Data for this task: Begin
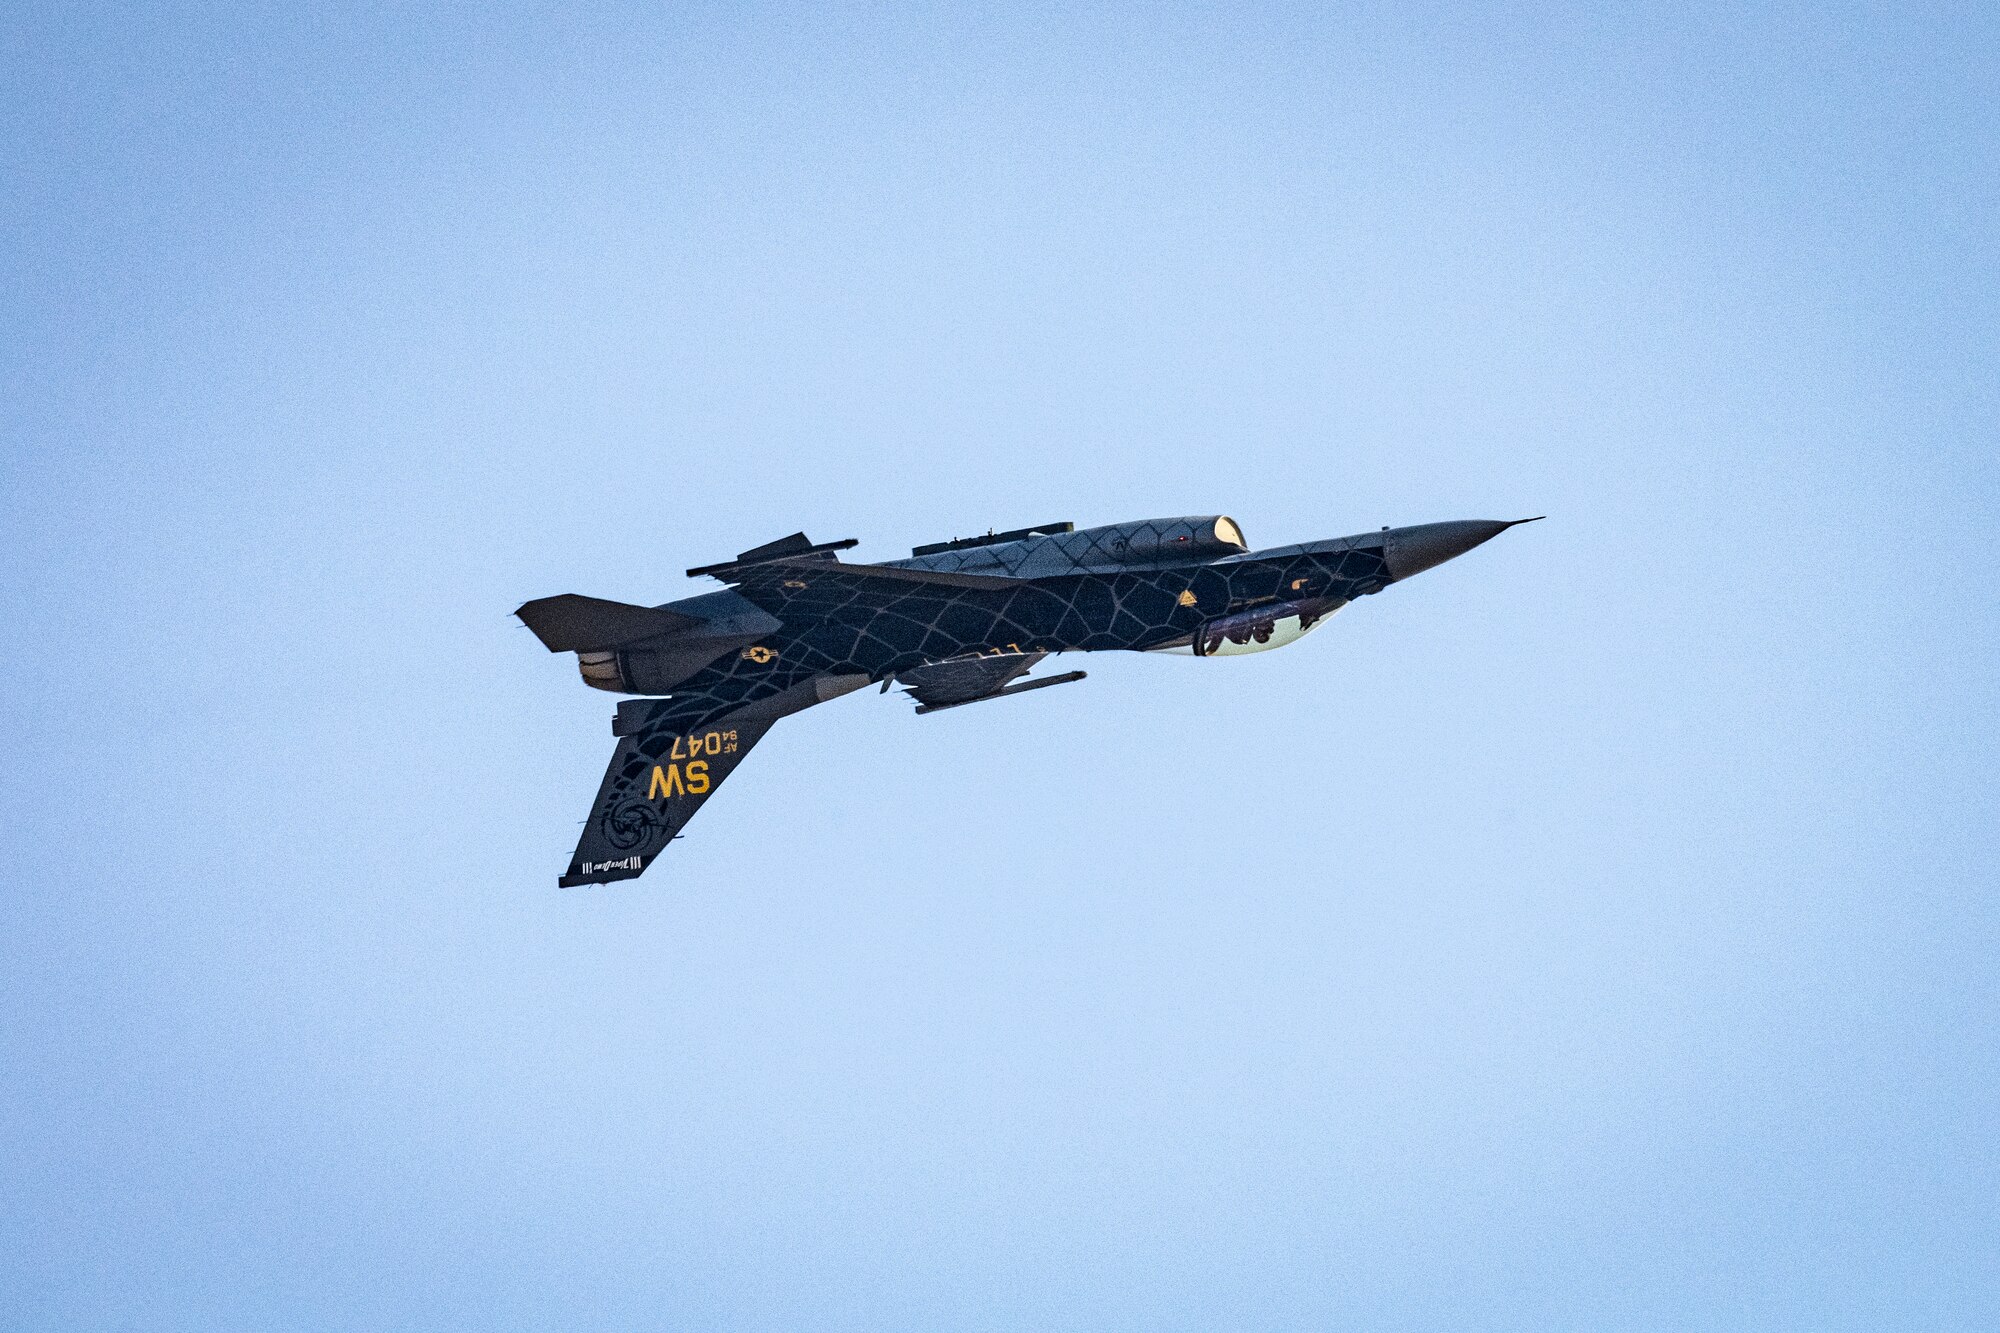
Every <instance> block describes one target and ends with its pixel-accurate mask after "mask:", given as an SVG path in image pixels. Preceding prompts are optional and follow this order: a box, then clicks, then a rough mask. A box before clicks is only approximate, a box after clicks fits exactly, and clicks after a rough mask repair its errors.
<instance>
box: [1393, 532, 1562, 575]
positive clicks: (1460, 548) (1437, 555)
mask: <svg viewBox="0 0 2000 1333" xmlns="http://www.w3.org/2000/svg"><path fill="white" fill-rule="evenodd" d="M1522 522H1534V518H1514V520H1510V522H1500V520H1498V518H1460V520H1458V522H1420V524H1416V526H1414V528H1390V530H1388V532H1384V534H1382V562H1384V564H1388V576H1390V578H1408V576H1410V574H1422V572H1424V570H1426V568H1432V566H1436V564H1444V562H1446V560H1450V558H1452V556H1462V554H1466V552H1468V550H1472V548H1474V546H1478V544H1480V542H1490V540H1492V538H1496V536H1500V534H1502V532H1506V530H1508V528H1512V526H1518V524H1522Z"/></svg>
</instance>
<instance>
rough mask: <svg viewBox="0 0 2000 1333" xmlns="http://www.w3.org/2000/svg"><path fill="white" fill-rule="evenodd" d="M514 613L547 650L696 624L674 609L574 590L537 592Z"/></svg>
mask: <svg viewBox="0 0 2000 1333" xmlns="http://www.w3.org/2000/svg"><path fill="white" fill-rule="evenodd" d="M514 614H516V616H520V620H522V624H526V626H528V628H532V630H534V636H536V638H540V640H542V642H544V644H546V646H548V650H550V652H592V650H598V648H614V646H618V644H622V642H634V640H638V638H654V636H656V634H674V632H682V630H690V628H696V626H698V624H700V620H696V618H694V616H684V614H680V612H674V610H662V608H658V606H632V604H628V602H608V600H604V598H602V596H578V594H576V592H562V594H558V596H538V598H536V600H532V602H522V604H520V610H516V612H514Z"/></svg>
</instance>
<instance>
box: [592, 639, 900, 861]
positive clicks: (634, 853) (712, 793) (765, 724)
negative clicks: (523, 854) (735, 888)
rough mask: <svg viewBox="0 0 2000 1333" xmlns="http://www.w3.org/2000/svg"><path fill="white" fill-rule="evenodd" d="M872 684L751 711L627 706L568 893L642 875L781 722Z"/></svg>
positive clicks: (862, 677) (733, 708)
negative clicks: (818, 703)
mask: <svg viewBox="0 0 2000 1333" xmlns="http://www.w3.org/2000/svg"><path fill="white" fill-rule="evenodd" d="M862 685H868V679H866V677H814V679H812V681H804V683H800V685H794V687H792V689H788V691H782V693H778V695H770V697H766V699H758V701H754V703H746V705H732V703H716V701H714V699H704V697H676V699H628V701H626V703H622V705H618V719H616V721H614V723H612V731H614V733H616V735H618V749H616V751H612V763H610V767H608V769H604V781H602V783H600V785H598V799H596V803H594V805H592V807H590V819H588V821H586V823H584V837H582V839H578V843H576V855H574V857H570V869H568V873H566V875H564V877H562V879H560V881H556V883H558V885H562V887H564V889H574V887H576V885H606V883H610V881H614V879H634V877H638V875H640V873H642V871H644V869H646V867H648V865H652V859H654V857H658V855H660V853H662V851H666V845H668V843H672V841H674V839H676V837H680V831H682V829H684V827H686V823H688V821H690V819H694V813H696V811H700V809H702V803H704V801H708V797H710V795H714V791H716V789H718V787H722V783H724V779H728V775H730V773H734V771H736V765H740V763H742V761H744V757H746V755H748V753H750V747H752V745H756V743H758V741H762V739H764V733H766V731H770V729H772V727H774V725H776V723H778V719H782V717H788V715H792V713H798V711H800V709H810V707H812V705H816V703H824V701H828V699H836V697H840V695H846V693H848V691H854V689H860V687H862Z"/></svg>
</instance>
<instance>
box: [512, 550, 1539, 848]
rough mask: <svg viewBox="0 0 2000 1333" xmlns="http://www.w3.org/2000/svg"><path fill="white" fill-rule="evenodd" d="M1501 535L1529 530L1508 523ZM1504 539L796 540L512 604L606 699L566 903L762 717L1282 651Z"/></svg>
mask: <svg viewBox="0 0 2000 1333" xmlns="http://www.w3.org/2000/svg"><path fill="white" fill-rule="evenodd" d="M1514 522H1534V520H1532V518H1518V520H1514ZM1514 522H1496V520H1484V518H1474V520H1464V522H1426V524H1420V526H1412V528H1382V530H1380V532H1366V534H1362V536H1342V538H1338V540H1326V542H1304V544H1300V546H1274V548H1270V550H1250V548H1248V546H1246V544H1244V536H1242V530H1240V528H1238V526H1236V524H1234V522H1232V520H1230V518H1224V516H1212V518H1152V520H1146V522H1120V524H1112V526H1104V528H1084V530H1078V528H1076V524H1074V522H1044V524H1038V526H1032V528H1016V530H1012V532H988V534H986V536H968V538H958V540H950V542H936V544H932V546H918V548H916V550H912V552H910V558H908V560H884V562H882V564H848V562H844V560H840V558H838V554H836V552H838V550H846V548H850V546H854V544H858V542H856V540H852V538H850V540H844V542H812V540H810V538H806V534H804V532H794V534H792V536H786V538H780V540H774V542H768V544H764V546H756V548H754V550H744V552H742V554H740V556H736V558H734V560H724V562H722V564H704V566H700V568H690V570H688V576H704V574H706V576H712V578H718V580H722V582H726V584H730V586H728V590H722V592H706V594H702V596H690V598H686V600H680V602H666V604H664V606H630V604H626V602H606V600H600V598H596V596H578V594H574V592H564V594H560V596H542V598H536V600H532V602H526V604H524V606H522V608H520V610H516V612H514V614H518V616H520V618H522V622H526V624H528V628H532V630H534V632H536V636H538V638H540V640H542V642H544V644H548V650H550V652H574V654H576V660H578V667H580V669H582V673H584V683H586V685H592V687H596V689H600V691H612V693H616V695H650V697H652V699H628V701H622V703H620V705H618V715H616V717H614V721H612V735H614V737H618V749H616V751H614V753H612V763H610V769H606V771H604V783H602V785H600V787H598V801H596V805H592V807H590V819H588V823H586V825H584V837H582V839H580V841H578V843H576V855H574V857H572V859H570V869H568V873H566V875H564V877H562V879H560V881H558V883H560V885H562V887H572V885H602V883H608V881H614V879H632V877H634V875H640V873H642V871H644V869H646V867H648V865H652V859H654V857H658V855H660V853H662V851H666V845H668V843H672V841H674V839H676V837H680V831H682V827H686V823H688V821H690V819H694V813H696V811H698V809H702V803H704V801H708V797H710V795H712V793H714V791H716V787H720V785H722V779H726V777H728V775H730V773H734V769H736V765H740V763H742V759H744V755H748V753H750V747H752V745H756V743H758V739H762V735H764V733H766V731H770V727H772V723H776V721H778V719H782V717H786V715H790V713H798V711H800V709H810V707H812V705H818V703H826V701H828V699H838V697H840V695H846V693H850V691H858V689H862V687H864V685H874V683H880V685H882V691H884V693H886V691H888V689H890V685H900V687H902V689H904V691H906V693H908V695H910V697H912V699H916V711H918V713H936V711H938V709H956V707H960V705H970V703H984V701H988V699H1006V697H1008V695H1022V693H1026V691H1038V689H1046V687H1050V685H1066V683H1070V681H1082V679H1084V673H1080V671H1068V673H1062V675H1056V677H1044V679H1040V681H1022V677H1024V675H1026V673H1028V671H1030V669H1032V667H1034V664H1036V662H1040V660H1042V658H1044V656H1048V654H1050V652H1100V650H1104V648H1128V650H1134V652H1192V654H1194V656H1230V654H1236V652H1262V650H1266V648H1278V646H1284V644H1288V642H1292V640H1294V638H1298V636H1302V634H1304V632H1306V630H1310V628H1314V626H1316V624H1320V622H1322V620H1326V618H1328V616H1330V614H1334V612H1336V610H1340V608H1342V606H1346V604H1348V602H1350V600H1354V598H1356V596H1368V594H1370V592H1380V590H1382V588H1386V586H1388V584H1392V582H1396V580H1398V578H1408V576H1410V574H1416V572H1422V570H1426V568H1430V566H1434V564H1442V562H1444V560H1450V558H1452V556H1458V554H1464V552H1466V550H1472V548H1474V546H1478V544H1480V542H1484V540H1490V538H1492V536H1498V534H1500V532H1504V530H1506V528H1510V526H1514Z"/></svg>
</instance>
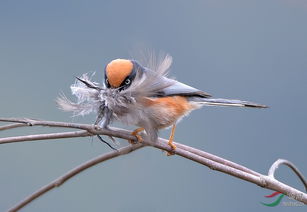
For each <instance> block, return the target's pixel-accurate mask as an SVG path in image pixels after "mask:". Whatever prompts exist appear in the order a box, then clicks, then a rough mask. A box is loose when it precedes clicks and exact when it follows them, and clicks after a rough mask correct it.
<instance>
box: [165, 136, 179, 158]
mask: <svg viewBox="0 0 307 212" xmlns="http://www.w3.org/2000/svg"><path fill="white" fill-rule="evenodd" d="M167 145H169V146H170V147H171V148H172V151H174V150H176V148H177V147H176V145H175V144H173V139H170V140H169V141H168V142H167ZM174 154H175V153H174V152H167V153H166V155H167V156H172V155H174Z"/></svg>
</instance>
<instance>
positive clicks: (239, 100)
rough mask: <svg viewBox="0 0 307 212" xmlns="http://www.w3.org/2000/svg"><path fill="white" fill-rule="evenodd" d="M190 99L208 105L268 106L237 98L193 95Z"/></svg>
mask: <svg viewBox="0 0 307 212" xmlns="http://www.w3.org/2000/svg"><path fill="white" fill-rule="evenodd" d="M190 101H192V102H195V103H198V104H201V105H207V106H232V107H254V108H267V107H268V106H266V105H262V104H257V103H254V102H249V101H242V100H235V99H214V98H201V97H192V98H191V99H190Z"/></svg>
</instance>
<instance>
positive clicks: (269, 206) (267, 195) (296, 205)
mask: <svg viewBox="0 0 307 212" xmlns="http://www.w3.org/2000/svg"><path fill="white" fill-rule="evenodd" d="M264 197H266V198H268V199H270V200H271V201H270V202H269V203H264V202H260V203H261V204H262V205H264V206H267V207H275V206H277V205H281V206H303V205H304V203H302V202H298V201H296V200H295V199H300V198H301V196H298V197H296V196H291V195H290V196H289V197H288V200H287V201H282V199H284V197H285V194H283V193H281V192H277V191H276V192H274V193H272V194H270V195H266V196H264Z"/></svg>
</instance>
Data for this task: End
* Task objective:
Could you output the part of the listing above that opens at its start and closes with the line containing "positive clicks: (1460, 548) (1437, 555)", both ends included, as a JSON list of strings with one string per line and blank lines left out? Leave the pictures out of your answer.

* Response to this task:
[
  "Every <instance> block describes one target and ends with its pixel-accurate mask after \"mask:\", given as an SVG path in image pixels. Preceding prompts are optional and follow this order: a box, then clicks, then a rough mask. A box before clicks is only approximate, a box after clicks fits exactly, and clicks after a rough mask repair its errors.",
  "<instance>",
  "box: [1393, 532, 1562, 575]",
  "positive clicks: (1460, 548) (1437, 555)"
]